Pick out each line in the listing that contains the string "stream". Case counts.

------ Record excerpts

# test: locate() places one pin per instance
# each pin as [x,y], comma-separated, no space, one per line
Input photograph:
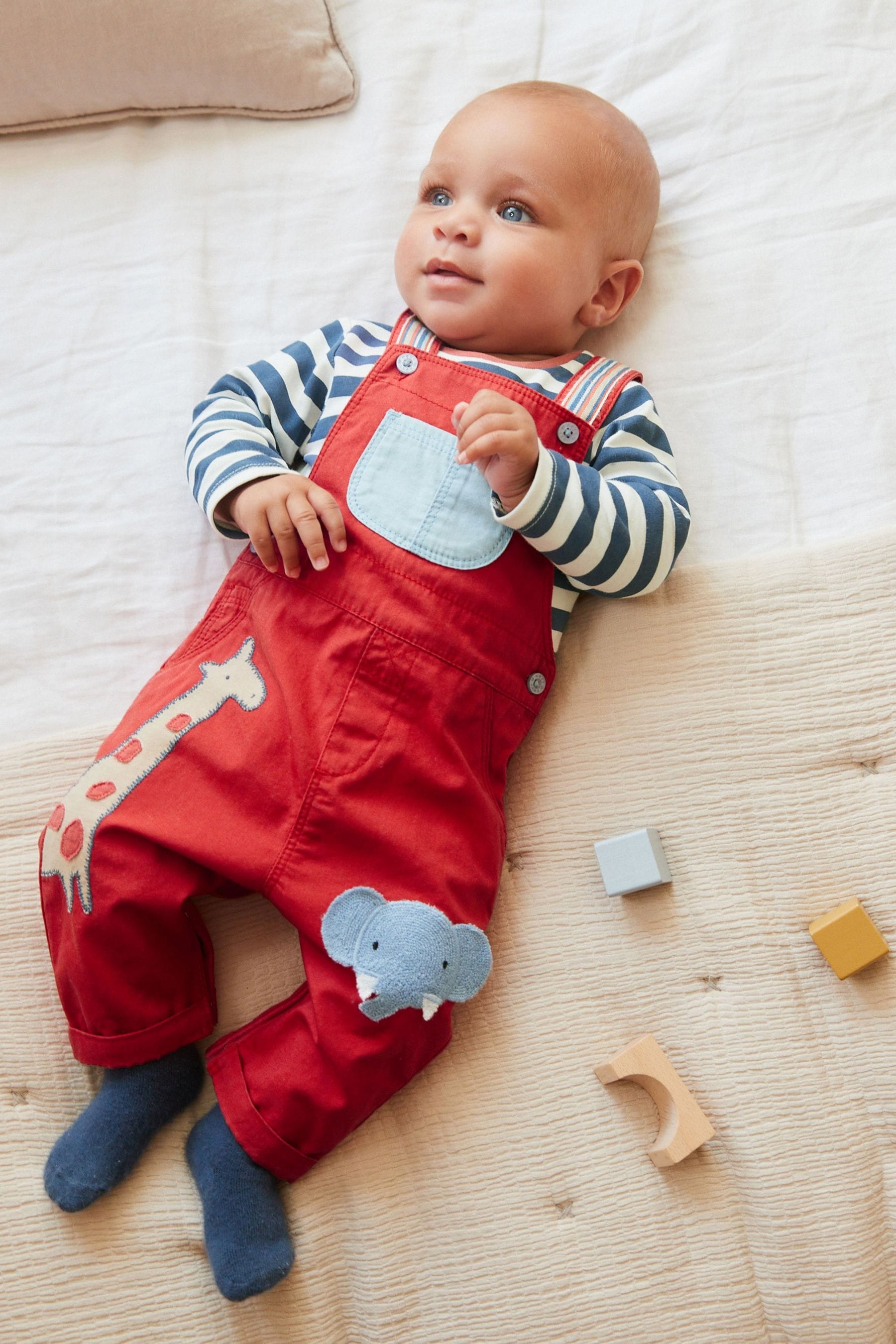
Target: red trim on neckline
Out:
[526,363]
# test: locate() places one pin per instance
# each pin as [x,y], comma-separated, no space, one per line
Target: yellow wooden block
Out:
[848,938]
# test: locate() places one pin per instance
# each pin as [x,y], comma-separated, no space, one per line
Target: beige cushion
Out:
[81,61]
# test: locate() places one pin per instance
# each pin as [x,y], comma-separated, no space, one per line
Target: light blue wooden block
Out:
[632,862]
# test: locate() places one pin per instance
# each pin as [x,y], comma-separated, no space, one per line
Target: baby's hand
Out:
[497,435]
[277,508]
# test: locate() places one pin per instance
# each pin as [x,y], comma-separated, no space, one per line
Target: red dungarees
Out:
[347,729]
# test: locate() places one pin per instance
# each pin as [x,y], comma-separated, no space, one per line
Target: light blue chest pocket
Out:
[408,487]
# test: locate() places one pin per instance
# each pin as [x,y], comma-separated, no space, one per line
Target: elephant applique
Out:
[403,953]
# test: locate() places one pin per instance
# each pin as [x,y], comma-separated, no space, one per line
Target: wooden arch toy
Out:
[683,1125]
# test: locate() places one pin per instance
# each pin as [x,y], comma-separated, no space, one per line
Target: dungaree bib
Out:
[344,732]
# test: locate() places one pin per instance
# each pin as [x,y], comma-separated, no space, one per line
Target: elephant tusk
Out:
[366,984]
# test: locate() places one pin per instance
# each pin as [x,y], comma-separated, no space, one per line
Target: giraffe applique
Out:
[73,824]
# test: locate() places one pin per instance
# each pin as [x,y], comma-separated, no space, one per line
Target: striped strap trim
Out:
[410,331]
[591,393]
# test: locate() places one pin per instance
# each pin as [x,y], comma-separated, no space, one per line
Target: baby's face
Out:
[508,201]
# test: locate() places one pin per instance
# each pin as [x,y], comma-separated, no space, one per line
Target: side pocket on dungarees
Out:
[368,705]
[227,607]
[508,723]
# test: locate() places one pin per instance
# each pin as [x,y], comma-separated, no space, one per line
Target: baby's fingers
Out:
[330,511]
[260,535]
[281,526]
[304,518]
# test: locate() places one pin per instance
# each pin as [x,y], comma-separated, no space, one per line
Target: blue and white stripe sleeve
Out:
[617,522]
[257,419]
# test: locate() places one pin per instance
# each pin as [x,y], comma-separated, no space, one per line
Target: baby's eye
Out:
[520,210]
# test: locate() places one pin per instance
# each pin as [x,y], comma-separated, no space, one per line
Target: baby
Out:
[337,734]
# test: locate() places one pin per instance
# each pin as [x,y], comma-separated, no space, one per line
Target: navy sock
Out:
[108,1139]
[246,1230]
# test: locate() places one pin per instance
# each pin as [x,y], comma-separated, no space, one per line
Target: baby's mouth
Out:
[448,275]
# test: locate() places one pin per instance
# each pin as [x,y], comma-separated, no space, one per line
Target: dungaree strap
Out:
[410,331]
[590,394]
[593,392]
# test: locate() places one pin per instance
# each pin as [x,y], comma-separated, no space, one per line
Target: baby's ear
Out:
[620,283]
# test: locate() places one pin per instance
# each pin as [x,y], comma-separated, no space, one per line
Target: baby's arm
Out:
[617,522]
[247,435]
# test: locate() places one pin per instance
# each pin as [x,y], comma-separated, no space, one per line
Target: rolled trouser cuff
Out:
[249,1128]
[137,1047]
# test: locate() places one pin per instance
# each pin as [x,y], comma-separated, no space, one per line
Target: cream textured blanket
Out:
[506,1195]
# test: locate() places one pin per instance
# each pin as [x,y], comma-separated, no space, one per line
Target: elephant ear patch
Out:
[405,953]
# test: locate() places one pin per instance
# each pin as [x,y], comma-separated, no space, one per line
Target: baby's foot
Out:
[246,1230]
[108,1137]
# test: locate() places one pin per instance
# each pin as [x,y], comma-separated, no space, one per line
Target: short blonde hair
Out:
[622,158]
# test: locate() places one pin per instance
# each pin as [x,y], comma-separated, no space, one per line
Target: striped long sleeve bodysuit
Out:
[604,523]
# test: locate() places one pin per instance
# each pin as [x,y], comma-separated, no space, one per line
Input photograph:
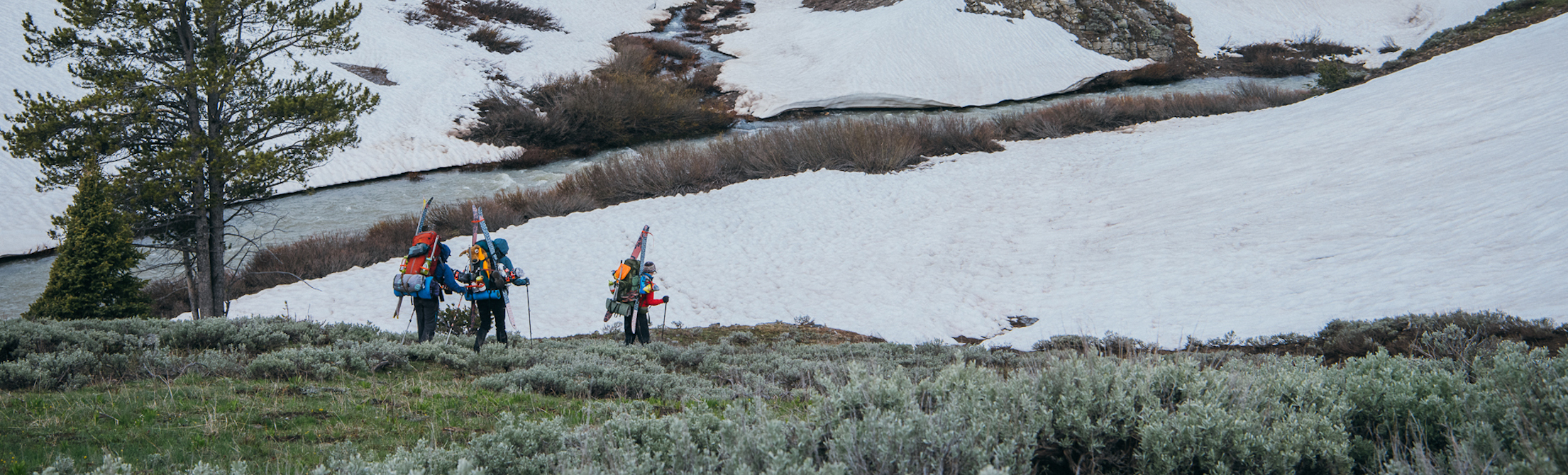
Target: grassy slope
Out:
[286,424]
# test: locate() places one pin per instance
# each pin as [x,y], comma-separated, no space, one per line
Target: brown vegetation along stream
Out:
[847,145]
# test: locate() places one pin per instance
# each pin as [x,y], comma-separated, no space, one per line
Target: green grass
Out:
[280,424]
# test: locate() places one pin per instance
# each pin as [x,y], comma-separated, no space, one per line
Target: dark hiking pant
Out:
[640,332]
[491,309]
[426,317]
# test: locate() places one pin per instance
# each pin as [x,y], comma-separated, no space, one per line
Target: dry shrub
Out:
[496,41]
[1091,115]
[1266,96]
[955,135]
[596,112]
[673,49]
[1286,58]
[512,13]
[651,57]
[446,15]
[706,79]
[441,15]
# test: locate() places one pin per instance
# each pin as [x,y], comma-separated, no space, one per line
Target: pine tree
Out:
[92,276]
[187,101]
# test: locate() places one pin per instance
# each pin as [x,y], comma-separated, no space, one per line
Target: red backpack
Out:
[417,265]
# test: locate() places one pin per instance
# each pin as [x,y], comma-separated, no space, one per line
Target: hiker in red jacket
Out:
[646,300]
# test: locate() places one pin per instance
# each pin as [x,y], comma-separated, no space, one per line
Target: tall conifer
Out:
[92,276]
[203,106]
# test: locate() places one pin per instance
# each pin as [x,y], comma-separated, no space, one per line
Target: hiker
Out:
[646,300]
[490,295]
[429,300]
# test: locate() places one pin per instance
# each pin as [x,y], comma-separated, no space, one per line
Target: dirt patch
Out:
[369,72]
[846,5]
[1120,28]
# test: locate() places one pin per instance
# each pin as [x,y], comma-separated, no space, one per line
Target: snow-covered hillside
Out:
[28,217]
[912,54]
[1350,23]
[1438,187]
[438,76]
[916,52]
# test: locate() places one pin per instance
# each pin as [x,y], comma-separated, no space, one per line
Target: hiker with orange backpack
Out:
[488,278]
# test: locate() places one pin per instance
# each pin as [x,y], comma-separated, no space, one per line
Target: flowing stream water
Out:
[356,206]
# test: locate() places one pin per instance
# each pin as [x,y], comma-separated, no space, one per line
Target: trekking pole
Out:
[527,300]
[407,323]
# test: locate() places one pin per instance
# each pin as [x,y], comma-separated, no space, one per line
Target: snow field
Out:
[438,76]
[913,54]
[1440,187]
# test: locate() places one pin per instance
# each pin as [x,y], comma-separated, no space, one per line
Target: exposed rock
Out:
[1120,28]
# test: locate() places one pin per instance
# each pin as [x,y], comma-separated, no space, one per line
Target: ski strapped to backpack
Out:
[628,281]
[491,273]
[419,262]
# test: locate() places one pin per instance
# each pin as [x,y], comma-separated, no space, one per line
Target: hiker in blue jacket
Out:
[429,301]
[490,294]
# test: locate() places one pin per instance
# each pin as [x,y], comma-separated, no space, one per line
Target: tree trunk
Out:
[209,257]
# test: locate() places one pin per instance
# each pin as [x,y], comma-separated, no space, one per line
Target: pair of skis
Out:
[490,250]
[640,255]
[417,229]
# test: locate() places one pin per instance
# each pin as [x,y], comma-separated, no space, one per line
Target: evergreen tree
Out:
[92,276]
[185,99]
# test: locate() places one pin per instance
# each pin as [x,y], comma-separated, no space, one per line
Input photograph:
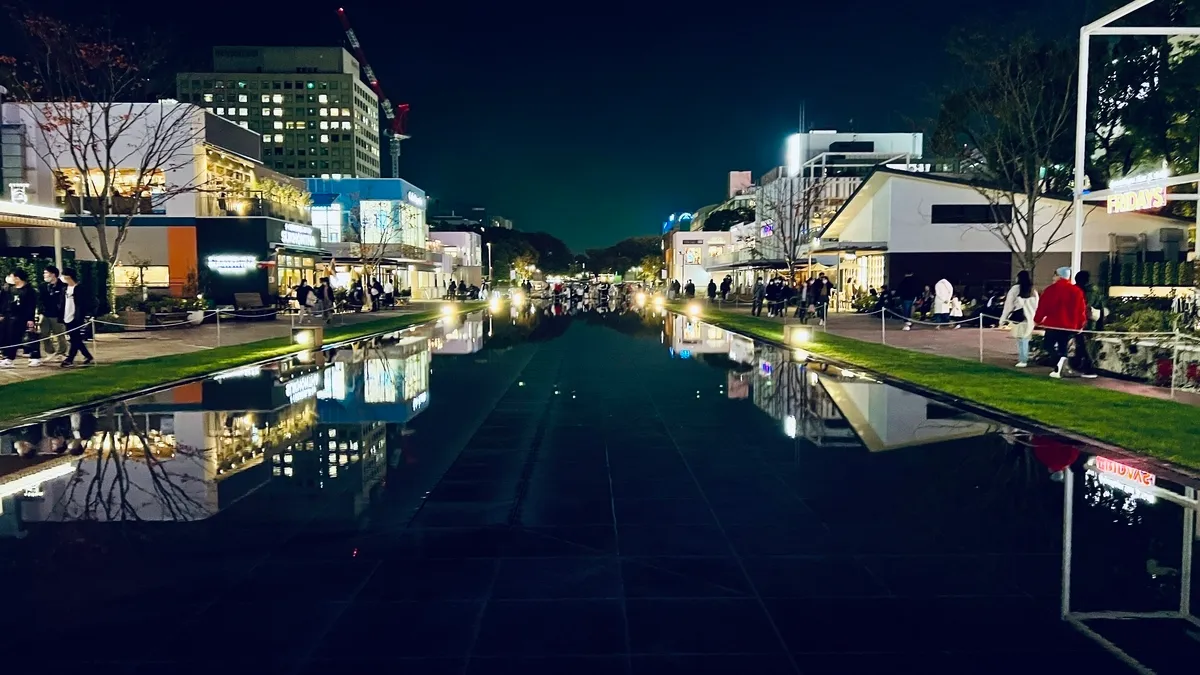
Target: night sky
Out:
[593,121]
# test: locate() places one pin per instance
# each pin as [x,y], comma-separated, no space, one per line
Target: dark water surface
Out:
[579,495]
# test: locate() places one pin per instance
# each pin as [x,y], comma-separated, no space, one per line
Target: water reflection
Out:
[912,491]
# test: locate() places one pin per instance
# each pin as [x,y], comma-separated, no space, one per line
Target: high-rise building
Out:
[316,117]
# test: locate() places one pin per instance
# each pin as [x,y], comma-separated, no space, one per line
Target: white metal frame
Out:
[1102,27]
[1191,505]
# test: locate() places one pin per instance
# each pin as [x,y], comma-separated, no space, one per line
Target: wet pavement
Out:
[581,494]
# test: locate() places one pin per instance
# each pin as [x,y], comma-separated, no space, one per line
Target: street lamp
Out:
[1101,27]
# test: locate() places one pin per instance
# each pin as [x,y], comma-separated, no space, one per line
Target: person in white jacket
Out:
[943,292]
[1020,305]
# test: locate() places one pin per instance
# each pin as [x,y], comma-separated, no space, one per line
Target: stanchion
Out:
[981,338]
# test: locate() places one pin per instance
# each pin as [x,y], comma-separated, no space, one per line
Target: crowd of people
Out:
[52,318]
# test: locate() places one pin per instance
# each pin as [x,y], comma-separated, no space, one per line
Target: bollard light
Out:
[311,336]
[797,334]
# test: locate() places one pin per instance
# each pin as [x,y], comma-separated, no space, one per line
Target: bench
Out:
[250,306]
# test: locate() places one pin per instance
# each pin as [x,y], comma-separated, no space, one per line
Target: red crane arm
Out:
[389,111]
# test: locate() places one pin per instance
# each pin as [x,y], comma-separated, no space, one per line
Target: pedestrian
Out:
[304,296]
[760,293]
[943,292]
[909,292]
[51,328]
[1083,362]
[77,306]
[19,314]
[1062,312]
[1020,308]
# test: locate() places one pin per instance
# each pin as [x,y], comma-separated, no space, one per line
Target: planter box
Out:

------------

■ The result
Target: brown vegetation along stream
Target: flowing stream water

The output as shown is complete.